§ Required work
From the data below, copy exactly the lines that lie between the one holding "Each instance of the green foliage" and the one holding "Each instance of the crocodile earns", including both, and nothing more.

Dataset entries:
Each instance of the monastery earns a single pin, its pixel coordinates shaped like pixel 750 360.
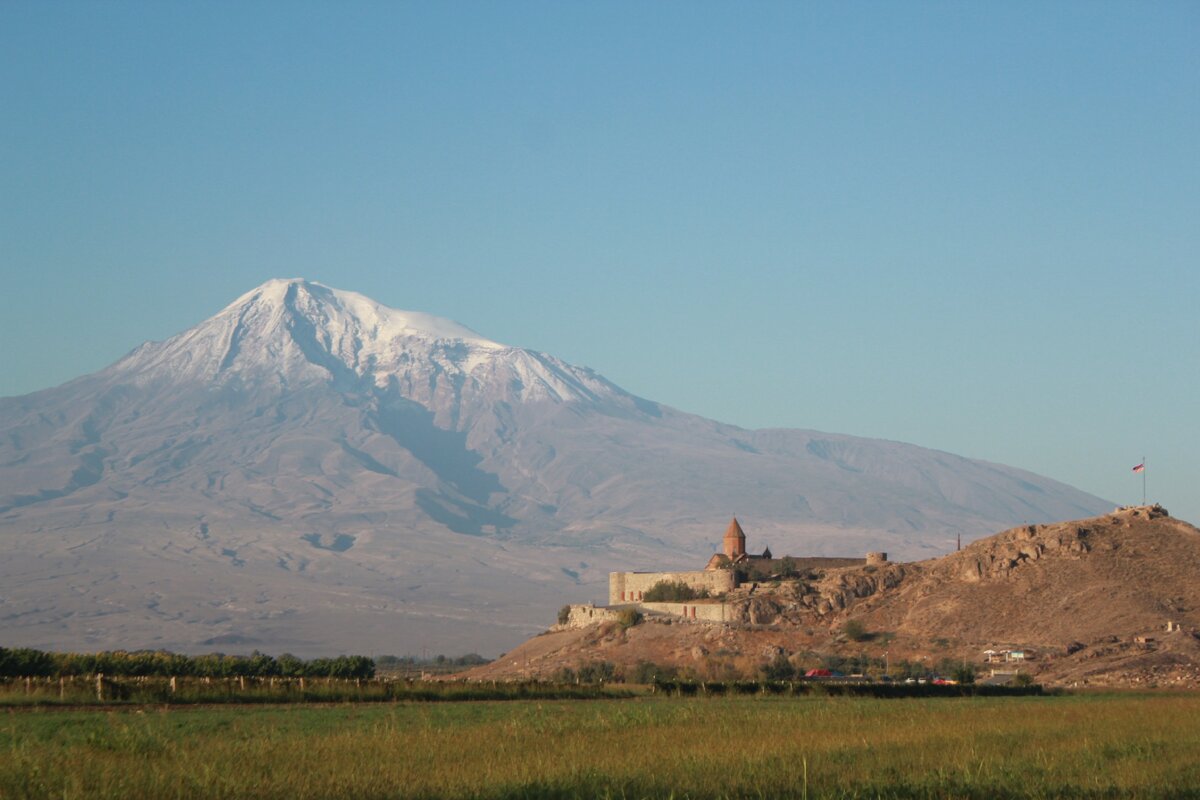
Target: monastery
pixel 724 572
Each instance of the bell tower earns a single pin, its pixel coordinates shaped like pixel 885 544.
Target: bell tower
pixel 735 540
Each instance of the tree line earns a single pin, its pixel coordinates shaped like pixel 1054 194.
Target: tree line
pixel 28 662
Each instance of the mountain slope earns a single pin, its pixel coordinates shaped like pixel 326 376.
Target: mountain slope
pixel 311 469
pixel 1075 596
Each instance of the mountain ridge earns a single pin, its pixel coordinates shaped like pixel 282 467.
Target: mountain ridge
pixel 300 416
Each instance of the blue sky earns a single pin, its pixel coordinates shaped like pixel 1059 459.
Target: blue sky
pixel 967 226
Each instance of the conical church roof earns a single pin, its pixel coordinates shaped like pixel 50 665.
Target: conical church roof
pixel 735 530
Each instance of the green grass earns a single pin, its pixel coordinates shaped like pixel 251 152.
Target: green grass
pixel 142 691
pixel 761 746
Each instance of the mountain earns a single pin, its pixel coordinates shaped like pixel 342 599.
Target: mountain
pixel 1087 602
pixel 312 470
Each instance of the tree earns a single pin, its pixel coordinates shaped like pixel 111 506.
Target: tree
pixel 779 668
pixel 964 673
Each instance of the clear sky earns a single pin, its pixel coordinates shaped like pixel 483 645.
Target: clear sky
pixel 969 226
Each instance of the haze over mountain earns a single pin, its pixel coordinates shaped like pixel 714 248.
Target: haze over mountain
pixel 312 470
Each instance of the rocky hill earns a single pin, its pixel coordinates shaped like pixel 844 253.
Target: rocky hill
pixel 311 470
pixel 1087 602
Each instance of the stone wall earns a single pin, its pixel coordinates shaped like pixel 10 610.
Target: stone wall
pixel 629 587
pixel 706 612
pixel 589 614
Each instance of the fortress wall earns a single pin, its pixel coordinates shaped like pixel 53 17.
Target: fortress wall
pixel 629 587
pixel 700 611
pixel 589 614
pixel 820 563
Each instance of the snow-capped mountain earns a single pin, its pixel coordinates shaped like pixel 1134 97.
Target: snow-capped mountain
pixel 310 469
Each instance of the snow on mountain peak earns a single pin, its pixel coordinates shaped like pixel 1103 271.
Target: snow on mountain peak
pixel 293 331
pixel 340 307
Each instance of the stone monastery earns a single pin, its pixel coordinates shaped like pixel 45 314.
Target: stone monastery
pixel 724 573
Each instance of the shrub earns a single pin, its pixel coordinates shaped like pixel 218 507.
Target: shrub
pixel 629 617
pixel 856 631
pixel 667 591
pixel 647 672
pixel 597 672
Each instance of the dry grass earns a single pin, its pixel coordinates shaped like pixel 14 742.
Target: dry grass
pixel 1098 746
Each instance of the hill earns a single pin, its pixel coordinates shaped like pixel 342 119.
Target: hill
pixel 1086 602
pixel 315 471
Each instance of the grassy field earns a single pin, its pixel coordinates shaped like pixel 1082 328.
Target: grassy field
pixel 1077 746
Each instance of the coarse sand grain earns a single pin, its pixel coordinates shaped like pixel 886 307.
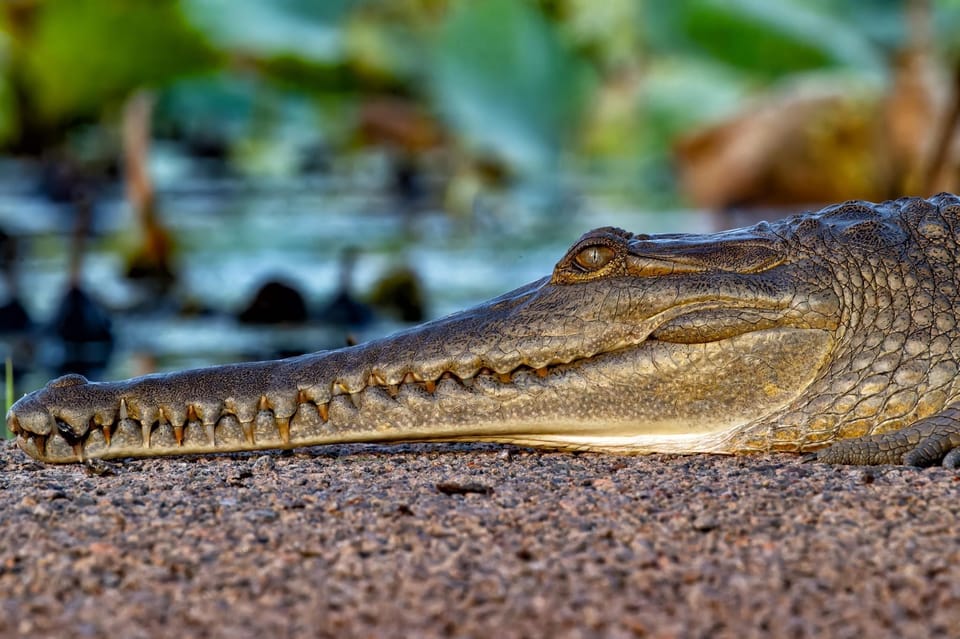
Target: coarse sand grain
pixel 476 541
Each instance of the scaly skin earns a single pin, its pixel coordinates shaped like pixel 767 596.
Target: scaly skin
pixel 833 331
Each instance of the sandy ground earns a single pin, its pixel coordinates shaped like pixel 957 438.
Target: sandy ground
pixel 477 541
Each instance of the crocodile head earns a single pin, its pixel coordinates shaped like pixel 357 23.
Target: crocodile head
pixel 636 343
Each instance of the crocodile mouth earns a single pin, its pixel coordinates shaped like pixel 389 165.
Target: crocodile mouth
pixel 667 385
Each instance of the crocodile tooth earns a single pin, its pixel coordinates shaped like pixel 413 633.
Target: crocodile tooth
pixel 178 433
pixel 211 434
pixel 247 428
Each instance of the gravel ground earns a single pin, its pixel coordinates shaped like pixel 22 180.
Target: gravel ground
pixel 476 541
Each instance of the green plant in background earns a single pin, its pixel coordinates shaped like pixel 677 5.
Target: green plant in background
pixel 504 78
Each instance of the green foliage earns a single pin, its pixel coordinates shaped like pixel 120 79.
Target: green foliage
pixel 505 79
pixel 83 53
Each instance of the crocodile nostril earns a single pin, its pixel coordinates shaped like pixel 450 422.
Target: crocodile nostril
pixel 71 379
pixel 13 423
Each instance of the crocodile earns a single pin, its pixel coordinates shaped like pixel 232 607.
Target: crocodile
pixel 831 333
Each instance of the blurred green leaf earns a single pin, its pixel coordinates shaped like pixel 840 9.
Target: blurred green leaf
pixel 766 38
pixel 83 53
pixel 305 28
pixel 507 82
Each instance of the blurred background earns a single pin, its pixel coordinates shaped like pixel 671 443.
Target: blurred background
pixel 200 181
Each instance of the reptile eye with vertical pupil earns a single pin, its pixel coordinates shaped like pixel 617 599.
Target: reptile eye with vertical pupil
pixel 594 257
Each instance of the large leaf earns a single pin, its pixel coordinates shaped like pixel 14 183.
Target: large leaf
pixel 763 37
pixel 309 29
pixel 506 81
pixel 83 53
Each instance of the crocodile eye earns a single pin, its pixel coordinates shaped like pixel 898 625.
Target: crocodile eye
pixel 594 257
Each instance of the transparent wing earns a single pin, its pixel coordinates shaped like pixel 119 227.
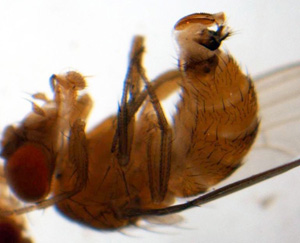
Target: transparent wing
pixel 279 138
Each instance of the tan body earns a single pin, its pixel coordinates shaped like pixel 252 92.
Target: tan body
pixel 134 162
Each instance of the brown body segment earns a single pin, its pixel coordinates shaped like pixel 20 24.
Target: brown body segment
pixel 214 128
pixel 135 163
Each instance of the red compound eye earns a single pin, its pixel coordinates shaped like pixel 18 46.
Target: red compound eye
pixel 9 232
pixel 29 171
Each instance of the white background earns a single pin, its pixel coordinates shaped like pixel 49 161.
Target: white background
pixel 39 38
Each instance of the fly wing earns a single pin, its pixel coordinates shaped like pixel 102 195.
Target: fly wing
pixel 278 140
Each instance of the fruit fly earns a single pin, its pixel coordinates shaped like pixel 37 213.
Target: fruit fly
pixel 137 163
pixel 12 229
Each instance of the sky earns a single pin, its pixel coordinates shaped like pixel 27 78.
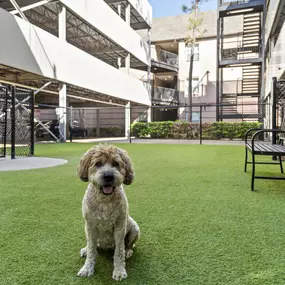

§ Result
Each instance of the green foliage earns a single pin, its pixel coordinates shaped like pixel 120 79.
Target: green foliage
pixel 505 79
pixel 83 53
Each instance of the crocodile nostril earns a single pin, its pixel coordinates shaped like pixel 450 422.
Target: crocodile nostril
pixel 71 379
pixel 13 423
Each instance of the crocodile earns a single pin, its pixel coordinates shaped like pixel 232 607.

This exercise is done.